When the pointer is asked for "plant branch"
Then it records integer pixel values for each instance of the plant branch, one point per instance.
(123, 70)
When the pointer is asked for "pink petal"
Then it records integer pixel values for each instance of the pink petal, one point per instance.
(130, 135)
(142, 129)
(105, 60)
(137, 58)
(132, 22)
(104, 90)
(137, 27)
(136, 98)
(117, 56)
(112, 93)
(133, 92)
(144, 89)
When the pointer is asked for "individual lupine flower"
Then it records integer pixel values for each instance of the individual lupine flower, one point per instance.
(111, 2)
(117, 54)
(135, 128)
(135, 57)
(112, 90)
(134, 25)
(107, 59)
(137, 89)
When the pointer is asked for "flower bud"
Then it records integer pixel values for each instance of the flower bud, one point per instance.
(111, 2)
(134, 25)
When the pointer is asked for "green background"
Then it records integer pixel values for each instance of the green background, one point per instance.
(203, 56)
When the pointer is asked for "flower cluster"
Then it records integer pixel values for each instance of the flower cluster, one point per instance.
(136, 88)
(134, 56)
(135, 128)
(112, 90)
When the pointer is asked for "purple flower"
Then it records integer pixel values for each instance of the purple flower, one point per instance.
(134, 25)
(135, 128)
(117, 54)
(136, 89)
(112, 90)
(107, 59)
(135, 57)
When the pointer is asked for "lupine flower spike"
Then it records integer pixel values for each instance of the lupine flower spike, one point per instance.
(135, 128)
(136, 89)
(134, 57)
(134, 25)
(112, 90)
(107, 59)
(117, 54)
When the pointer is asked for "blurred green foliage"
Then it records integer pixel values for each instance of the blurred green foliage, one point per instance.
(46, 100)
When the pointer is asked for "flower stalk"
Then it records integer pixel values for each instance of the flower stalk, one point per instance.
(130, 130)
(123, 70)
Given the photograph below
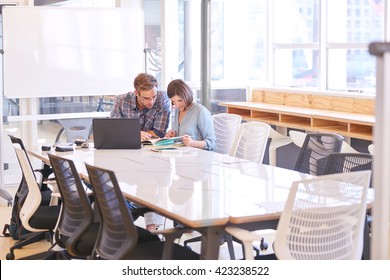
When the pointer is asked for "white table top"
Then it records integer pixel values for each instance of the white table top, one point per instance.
(200, 189)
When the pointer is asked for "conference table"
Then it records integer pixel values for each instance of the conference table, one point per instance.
(200, 189)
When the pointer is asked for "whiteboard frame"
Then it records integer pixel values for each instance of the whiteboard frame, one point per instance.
(70, 51)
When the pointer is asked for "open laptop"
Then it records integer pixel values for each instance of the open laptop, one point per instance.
(116, 133)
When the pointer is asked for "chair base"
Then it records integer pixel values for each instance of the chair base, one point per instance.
(29, 239)
(49, 255)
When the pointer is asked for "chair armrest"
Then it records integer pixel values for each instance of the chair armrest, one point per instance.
(170, 236)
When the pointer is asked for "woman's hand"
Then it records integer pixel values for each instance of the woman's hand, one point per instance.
(146, 136)
(170, 134)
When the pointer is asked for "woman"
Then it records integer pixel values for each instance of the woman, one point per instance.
(190, 119)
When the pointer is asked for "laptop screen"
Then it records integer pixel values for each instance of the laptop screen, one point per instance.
(116, 133)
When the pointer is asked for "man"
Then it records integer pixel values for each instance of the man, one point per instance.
(152, 108)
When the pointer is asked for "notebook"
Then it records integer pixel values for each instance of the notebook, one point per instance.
(116, 133)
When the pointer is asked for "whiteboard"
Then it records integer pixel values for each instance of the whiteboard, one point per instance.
(58, 51)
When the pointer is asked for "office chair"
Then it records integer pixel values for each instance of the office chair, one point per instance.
(41, 175)
(250, 141)
(323, 219)
(351, 162)
(225, 127)
(315, 151)
(348, 162)
(118, 237)
(277, 140)
(39, 219)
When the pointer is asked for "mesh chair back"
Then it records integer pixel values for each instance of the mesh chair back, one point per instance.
(225, 127)
(250, 141)
(118, 235)
(77, 215)
(315, 151)
(33, 216)
(324, 218)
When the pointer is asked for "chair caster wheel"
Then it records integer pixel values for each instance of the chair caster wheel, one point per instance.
(263, 245)
(10, 256)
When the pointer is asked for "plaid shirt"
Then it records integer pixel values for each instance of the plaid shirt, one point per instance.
(155, 118)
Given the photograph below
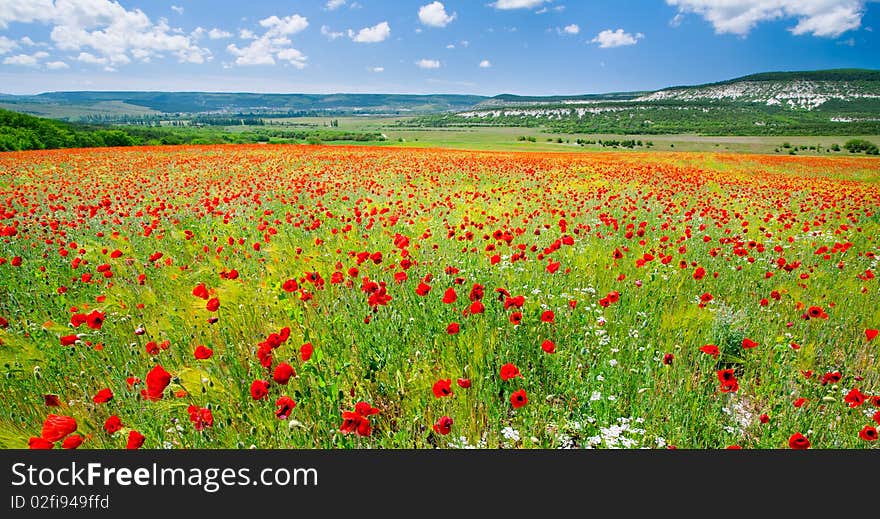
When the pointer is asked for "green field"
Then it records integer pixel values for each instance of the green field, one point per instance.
(505, 138)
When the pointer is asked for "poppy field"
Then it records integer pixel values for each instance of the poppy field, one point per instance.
(292, 296)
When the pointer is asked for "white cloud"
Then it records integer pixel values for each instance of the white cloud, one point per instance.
(826, 18)
(91, 59)
(272, 44)
(26, 60)
(434, 15)
(558, 9)
(379, 32)
(6, 44)
(218, 34)
(285, 26)
(294, 57)
(428, 63)
(105, 28)
(517, 4)
(325, 31)
(609, 39)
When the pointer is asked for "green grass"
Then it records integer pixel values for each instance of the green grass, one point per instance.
(606, 377)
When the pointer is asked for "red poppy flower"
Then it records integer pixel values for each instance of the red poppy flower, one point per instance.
(710, 349)
(135, 440)
(202, 352)
(73, 441)
(729, 383)
(832, 376)
(284, 406)
(259, 389)
(855, 398)
(519, 398)
(868, 433)
(112, 424)
(57, 427)
(201, 291)
(517, 301)
(442, 387)
(95, 320)
(798, 441)
(509, 371)
(102, 396)
(39, 444)
(157, 380)
(443, 425)
(358, 420)
(283, 372)
(78, 319)
(306, 351)
(200, 417)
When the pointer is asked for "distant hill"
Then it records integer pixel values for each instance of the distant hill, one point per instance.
(831, 102)
(80, 105)
(25, 132)
(834, 102)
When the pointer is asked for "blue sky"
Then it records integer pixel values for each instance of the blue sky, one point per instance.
(532, 47)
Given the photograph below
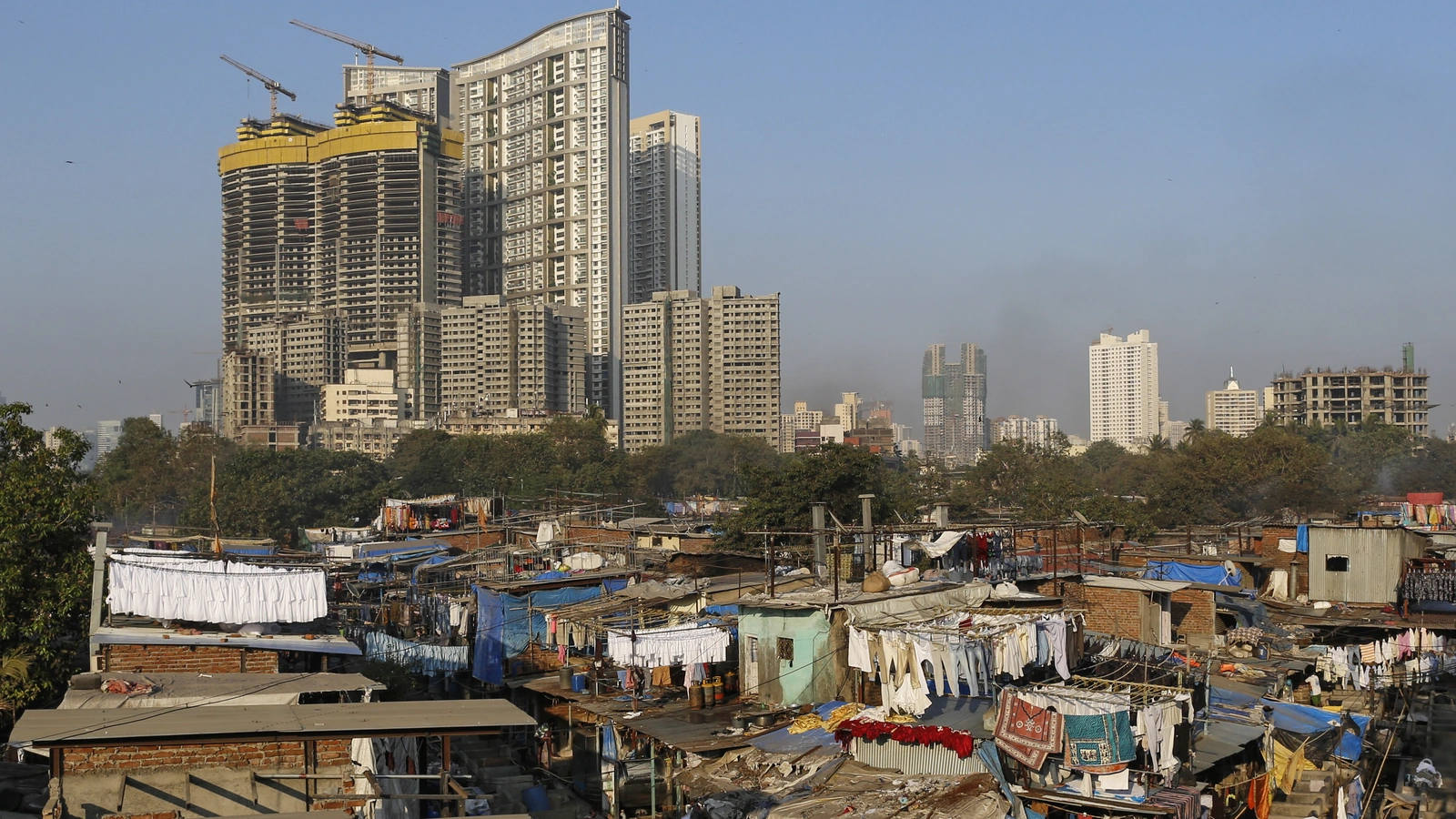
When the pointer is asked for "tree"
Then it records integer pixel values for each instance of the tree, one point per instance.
(46, 511)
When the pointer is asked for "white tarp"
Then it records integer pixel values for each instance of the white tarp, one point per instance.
(215, 591)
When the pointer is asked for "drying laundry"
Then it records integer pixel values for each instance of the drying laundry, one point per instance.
(215, 591)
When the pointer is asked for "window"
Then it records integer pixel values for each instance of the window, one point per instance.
(786, 651)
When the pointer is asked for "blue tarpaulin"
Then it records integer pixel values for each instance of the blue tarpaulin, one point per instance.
(785, 742)
(509, 622)
(1215, 574)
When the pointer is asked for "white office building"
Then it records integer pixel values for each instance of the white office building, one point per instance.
(1123, 380)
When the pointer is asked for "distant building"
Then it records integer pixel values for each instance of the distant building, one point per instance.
(248, 392)
(1125, 392)
(954, 404)
(1037, 431)
(545, 126)
(803, 419)
(664, 205)
(501, 356)
(693, 363)
(1349, 397)
(848, 410)
(309, 351)
(426, 91)
(1232, 410)
(108, 435)
(363, 397)
(207, 402)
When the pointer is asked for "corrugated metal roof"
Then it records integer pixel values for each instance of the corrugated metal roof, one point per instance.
(915, 760)
(237, 723)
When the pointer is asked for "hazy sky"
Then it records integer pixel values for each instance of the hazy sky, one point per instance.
(1259, 187)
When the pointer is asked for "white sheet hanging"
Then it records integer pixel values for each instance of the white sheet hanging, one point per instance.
(215, 591)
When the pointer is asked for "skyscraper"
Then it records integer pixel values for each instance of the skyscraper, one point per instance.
(545, 152)
(513, 356)
(363, 219)
(954, 404)
(426, 91)
(1234, 410)
(1123, 380)
(666, 205)
(693, 363)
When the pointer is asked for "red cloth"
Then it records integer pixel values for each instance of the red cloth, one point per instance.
(960, 742)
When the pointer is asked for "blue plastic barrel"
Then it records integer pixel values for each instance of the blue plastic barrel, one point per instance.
(535, 799)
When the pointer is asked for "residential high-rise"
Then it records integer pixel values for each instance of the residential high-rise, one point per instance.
(848, 411)
(501, 356)
(108, 435)
(1232, 410)
(1349, 397)
(803, 419)
(693, 363)
(309, 351)
(248, 392)
(1037, 431)
(426, 91)
(954, 404)
(546, 178)
(1123, 380)
(361, 219)
(664, 201)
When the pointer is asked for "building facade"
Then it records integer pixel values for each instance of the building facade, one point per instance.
(424, 91)
(309, 351)
(364, 397)
(1125, 392)
(693, 363)
(954, 404)
(1349, 397)
(361, 219)
(1036, 431)
(501, 356)
(545, 128)
(1232, 410)
(803, 419)
(664, 203)
(249, 390)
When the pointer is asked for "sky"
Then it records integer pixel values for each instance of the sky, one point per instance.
(1264, 187)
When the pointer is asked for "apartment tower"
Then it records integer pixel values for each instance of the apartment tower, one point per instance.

━━━━━━━━━━━━━━━━━━━━

Written instruction:
List every line of the material above that contains the word "grass", copying each line in full.

Reply to the exercise:
When the pointer is asked for "green grass"
Then it records integer pixel values for each instance of the green grass, one point per instance.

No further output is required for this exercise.